▶ [What is being asked] In the listing that follows, how many lines include the word "mask"? Only the number is wanted.
►
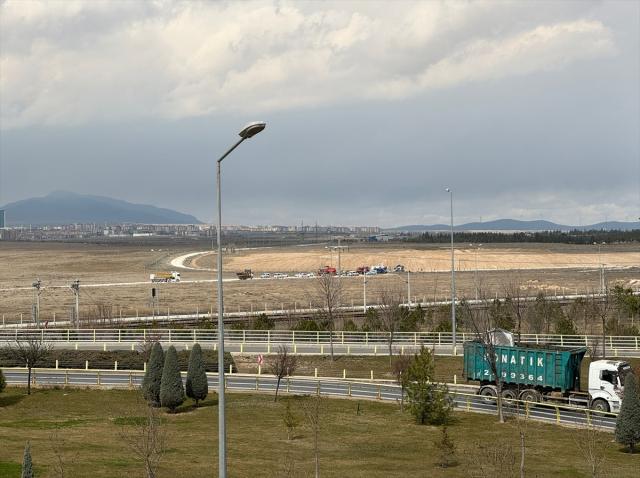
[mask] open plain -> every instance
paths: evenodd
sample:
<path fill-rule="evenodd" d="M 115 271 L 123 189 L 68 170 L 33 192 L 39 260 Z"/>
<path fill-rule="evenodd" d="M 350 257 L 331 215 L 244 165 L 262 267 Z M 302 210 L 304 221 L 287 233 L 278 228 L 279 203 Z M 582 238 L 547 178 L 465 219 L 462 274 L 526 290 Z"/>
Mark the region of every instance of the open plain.
<path fill-rule="evenodd" d="M 41 318 L 49 322 L 67 318 L 74 303 L 70 284 L 81 284 L 81 317 L 90 317 L 105 307 L 113 317 L 150 313 L 151 288 L 158 294 L 156 312 L 192 313 L 215 308 L 212 254 L 196 254 L 175 267 L 175 259 L 203 252 L 202 244 L 186 246 L 139 245 L 135 243 L 3 242 L 0 248 L 0 314 L 5 322 L 29 320 L 34 303 L 33 281 L 42 281 Z M 599 254 L 595 246 L 561 244 L 456 245 L 458 297 L 474 298 L 476 290 L 502 296 L 511 284 L 523 293 L 550 295 L 590 293 L 598 290 L 600 264 L 608 284 L 640 286 L 640 247 L 607 245 Z M 340 254 L 343 270 L 361 265 L 402 264 L 411 273 L 366 277 L 367 304 L 378 301 L 383 289 L 397 289 L 412 302 L 446 300 L 450 294 L 450 251 L 446 245 L 356 244 Z M 173 261 L 173 265 L 172 265 Z M 259 279 L 239 281 L 235 272 L 313 272 L 338 264 L 336 252 L 324 244 L 238 250 L 224 258 L 225 304 L 228 311 L 295 310 L 319 302 L 313 278 Z M 179 270 L 182 282 L 154 284 L 149 274 Z M 344 277 L 343 305 L 364 304 L 362 276 Z"/>

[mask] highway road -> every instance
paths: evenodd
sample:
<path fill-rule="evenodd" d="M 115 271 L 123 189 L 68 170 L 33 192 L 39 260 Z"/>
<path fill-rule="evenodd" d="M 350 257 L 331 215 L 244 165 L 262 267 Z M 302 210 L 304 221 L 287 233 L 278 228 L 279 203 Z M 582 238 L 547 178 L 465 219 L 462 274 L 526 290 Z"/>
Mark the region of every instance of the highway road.
<path fill-rule="evenodd" d="M 334 353 L 339 355 L 388 354 L 387 332 L 333 332 Z M 49 342 L 55 348 L 75 350 L 135 350 L 149 341 L 189 349 L 199 343 L 204 348 L 217 346 L 215 329 L 0 329 L 0 347 L 15 344 L 30 337 Z M 284 345 L 291 353 L 326 355 L 331 351 L 330 333 L 290 330 L 227 330 L 225 349 L 240 354 L 275 353 Z M 456 355 L 462 354 L 462 344 L 473 340 L 474 334 L 459 333 Z M 586 347 L 601 340 L 600 336 L 522 334 L 521 341 L 556 347 Z M 451 333 L 396 332 L 393 339 L 394 354 L 409 354 L 421 346 L 432 348 L 438 355 L 453 355 Z M 608 336 L 608 357 L 640 357 L 640 337 Z"/>
<path fill-rule="evenodd" d="M 21 385 L 27 380 L 24 368 L 8 368 L 3 371 L 8 384 Z M 56 370 L 36 369 L 33 383 L 36 386 L 70 386 L 102 388 L 135 388 L 142 383 L 141 371 L 111 370 Z M 218 374 L 207 374 L 209 388 L 218 385 Z M 226 387 L 235 392 L 274 393 L 276 378 L 268 375 L 227 374 Z M 186 373 L 183 373 L 186 380 Z M 456 409 L 477 413 L 496 413 L 492 399 L 475 395 L 476 387 L 469 385 L 448 385 Z M 401 390 L 389 381 L 340 380 L 335 378 L 289 377 L 280 385 L 281 393 L 298 395 L 320 394 L 334 398 L 362 400 L 382 400 L 398 402 Z M 576 427 L 596 426 L 606 431 L 615 429 L 616 414 L 595 412 L 582 408 L 556 404 L 533 404 L 510 401 L 505 405 L 508 415 L 526 416 L 531 420 L 569 425 Z"/>

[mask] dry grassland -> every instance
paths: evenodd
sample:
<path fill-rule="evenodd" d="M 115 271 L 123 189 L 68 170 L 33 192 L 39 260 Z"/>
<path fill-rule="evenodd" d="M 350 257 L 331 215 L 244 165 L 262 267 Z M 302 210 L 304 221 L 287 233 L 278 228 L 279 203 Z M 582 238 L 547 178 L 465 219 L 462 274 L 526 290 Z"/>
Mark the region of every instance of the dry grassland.
<path fill-rule="evenodd" d="M 484 248 L 484 249 L 483 249 Z M 502 295 L 506 285 L 520 284 L 531 295 L 543 290 L 549 294 L 587 292 L 598 287 L 599 260 L 597 250 L 590 246 L 522 245 L 483 246 L 478 252 L 475 272 L 475 250 L 456 251 L 460 262 L 457 285 L 460 297 L 474 297 L 476 285 L 487 294 Z M 608 269 L 609 283 L 640 285 L 640 251 L 638 246 L 607 246 L 602 261 Z M 152 249 L 135 245 L 96 245 L 61 243 L 0 243 L 0 314 L 7 322 L 30 317 L 33 302 L 31 283 L 36 277 L 43 282 L 40 296 L 41 317 L 53 320 L 66 318 L 73 305 L 71 281 L 81 281 L 81 316 L 91 315 L 99 305 L 111 306 L 113 316 L 131 316 L 150 312 L 151 284 L 149 273 L 171 269 L 171 259 L 193 252 L 181 247 Z M 413 301 L 443 300 L 449 295 L 450 274 L 445 262 L 449 252 L 441 246 L 402 248 L 397 246 L 357 246 L 342 254 L 342 267 L 402 263 L 411 270 Z M 207 267 L 211 256 L 195 257 L 188 266 Z M 472 262 L 469 262 L 472 261 Z M 313 271 L 326 264 L 337 263 L 336 254 L 323 247 L 262 249 L 239 251 L 225 257 L 225 277 L 235 277 L 234 271 L 251 268 L 256 273 Z M 412 266 L 412 264 L 415 266 Z M 438 265 L 440 264 L 440 265 Z M 564 267 L 561 267 L 564 266 Z M 635 267 L 633 267 L 635 266 Z M 595 267 L 595 268 L 594 268 Z M 470 269 L 471 268 L 471 269 Z M 431 272 L 445 269 L 445 272 Z M 193 283 L 210 280 L 212 271 L 181 270 L 183 282 L 155 285 L 159 291 L 162 314 L 207 311 L 215 307 L 215 283 Z M 634 282 L 635 281 L 635 282 Z M 88 284 L 131 283 L 112 287 L 84 287 Z M 363 304 L 363 278 L 342 279 L 344 305 Z M 58 287 L 52 287 L 58 286 Z M 19 288 L 19 289 L 15 289 Z M 378 300 L 384 288 L 395 288 L 406 296 L 407 277 L 402 274 L 367 277 L 367 303 Z M 225 283 L 227 311 L 306 308 L 319 302 L 314 279 L 248 280 Z"/>

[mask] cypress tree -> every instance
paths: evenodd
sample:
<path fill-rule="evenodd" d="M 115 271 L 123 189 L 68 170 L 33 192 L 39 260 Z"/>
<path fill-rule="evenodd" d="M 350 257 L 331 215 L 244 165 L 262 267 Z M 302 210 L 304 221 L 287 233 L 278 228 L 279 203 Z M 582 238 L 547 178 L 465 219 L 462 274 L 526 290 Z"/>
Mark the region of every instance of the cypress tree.
<path fill-rule="evenodd" d="M 31 445 L 27 442 L 24 447 L 24 457 L 22 458 L 21 478 L 33 478 L 33 463 L 31 463 Z"/>
<path fill-rule="evenodd" d="M 209 383 L 207 372 L 202 360 L 200 344 L 195 344 L 189 354 L 189 369 L 187 370 L 187 397 L 196 401 L 196 407 L 200 400 L 207 398 Z"/>
<path fill-rule="evenodd" d="M 184 402 L 184 386 L 180 376 L 180 365 L 178 364 L 178 354 L 172 345 L 167 350 L 162 369 L 162 380 L 160 383 L 160 404 L 167 407 L 171 412 L 175 412 L 176 407 Z"/>
<path fill-rule="evenodd" d="M 164 352 L 160 342 L 153 344 L 147 371 L 142 381 L 142 394 L 151 406 L 160 406 L 160 382 L 162 380 L 162 367 L 164 364 Z"/>
<path fill-rule="evenodd" d="M 636 443 L 640 443 L 640 390 L 638 377 L 629 372 L 624 380 L 624 396 L 622 406 L 616 420 L 616 441 L 635 451 Z"/>
<path fill-rule="evenodd" d="M 2 392 L 7 386 L 7 381 L 4 379 L 4 374 L 0 370 L 0 392 Z"/>

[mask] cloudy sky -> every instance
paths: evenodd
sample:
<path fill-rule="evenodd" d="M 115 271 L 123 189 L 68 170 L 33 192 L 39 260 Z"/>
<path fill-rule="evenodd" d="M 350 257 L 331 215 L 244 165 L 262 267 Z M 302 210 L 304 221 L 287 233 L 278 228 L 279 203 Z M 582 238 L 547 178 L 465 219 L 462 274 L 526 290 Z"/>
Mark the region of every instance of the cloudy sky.
<path fill-rule="evenodd" d="M 640 215 L 640 2 L 0 1 L 0 204 L 228 224 Z"/>

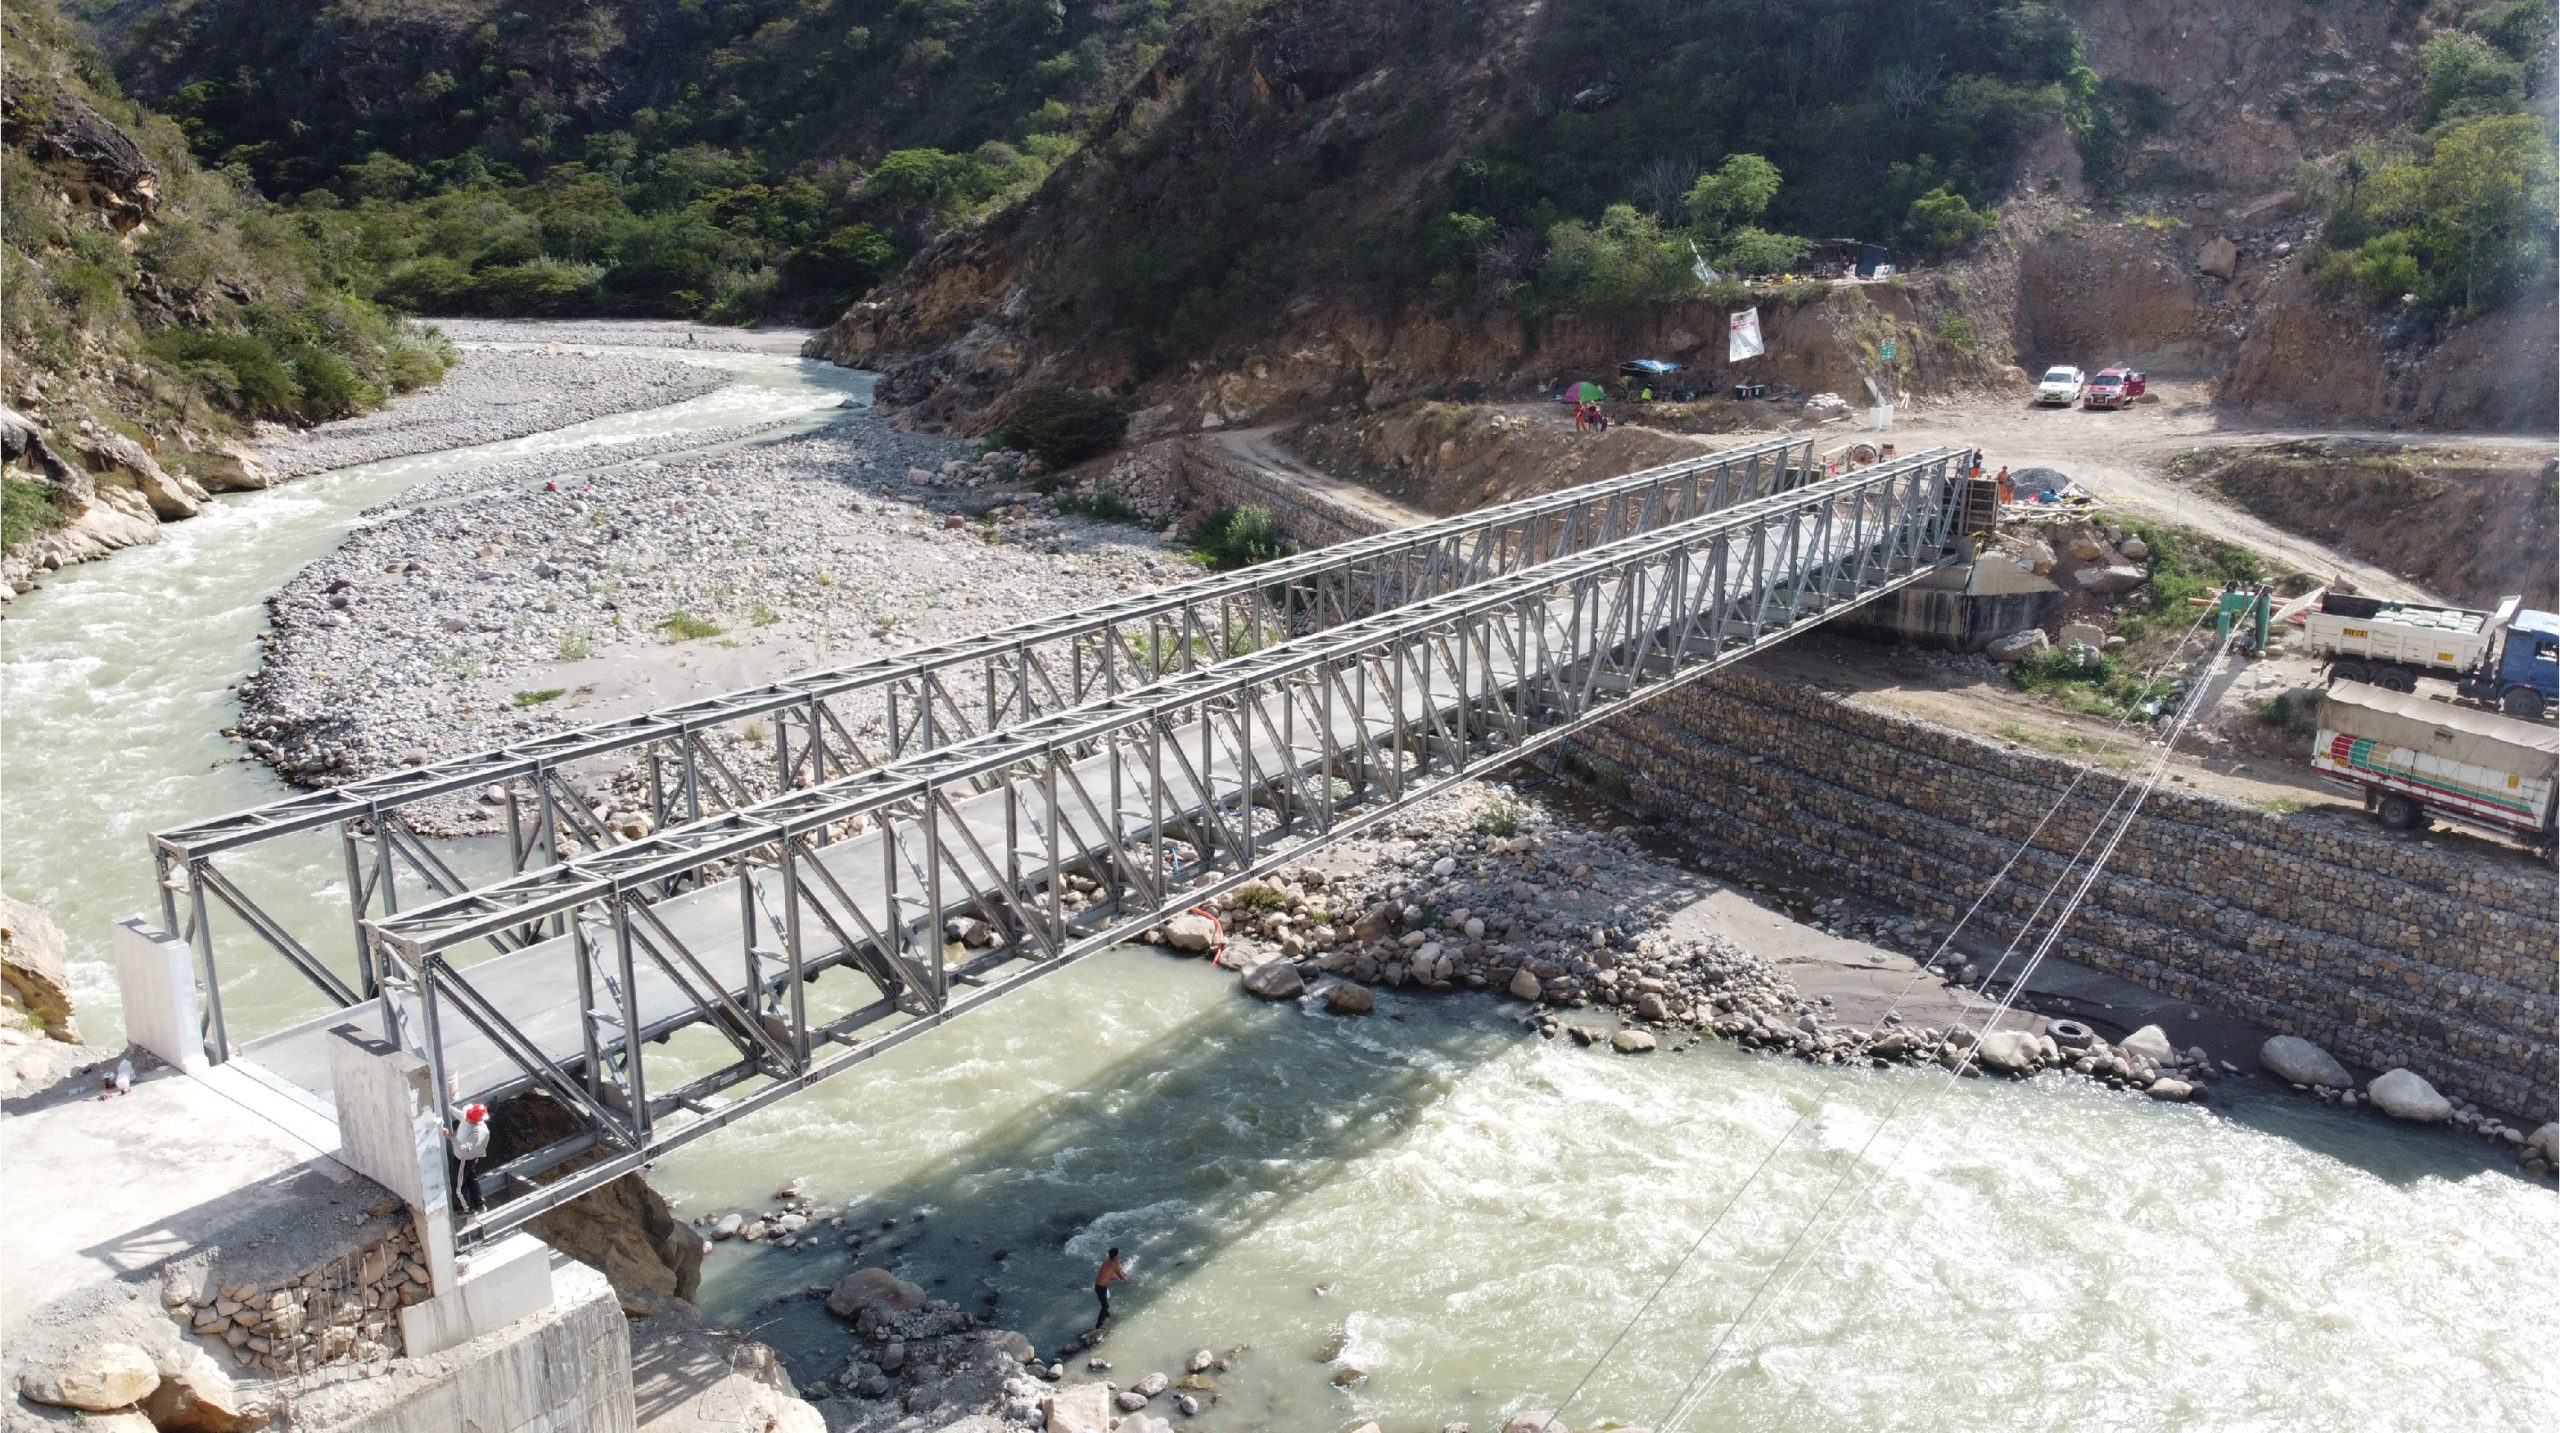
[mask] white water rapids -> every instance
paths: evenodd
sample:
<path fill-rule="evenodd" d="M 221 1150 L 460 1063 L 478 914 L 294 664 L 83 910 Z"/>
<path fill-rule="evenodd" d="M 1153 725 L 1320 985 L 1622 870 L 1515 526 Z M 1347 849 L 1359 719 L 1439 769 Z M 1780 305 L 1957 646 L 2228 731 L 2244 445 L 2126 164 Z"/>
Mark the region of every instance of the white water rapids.
<path fill-rule="evenodd" d="M 144 832 L 282 789 L 219 734 L 229 684 L 266 596 L 360 509 L 571 442 L 815 420 L 862 381 L 673 356 L 742 381 L 226 499 L 7 609 L 0 882 L 71 933 L 93 1040 L 115 1034 L 106 924 L 156 910 Z M 314 847 L 312 890 L 335 859 Z M 307 1005 L 289 974 L 259 980 L 235 1020 Z M 1843 1171 L 1797 1250 L 1809 1268 L 1776 1277 L 1771 1317 L 1734 1334 L 1681 1426 L 2444 1430 L 2548 1427 L 2560 1408 L 2560 1201 L 2476 1141 L 2264 1093 L 2207 1111 L 1714 1044 L 1615 1057 L 1480 996 L 1381 992 L 1378 1014 L 1332 1019 L 1152 950 L 1035 985 L 652 1177 L 689 1212 L 804 1180 L 857 1211 L 864 1261 L 1044 1350 L 1090 1322 L 1093 1266 L 1122 1245 L 1139 1282 L 1103 1350 L 1115 1377 L 1246 1346 L 1203 1428 L 1482 1430 L 1562 1397 L 1807 1109 L 1573 1426 L 1660 1426 Z M 705 1302 L 823 1373 L 841 1327 L 771 1300 L 854 1264 L 722 1245 Z M 1336 1387 L 1350 1366 L 1366 1378 Z"/>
◄
▶ [Answer box] 6